> Work instructions: Copy out the rows below with each "instance" swapped for "occurrence", keeping every other character as it is.
----------
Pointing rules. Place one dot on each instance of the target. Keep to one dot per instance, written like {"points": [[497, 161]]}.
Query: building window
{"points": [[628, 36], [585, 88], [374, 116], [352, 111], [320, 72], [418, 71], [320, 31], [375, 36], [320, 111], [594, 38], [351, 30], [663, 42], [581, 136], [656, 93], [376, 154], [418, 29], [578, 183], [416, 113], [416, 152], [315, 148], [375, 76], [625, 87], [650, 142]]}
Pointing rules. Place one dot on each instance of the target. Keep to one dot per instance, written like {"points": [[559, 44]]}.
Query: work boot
----------
> Answer to the problem:
Pointing rules. Place one dot on each occurrence of the target. Keep to one dot per occurrence, written like {"points": [[497, 161]]}.
Query: building window
{"points": [[628, 36], [585, 88], [374, 116], [352, 111], [320, 72], [418, 71], [320, 31], [375, 36], [320, 111], [594, 38], [351, 30], [663, 42], [581, 136], [656, 93], [376, 154], [418, 29], [578, 183], [416, 113], [416, 152], [315, 148], [375, 76], [625, 87], [650, 142]]}
Pointing rules. Place one dot on each occurrence of the target. Keep to one dot per occurrence, written like {"points": [[559, 44]]}.
Query: work boot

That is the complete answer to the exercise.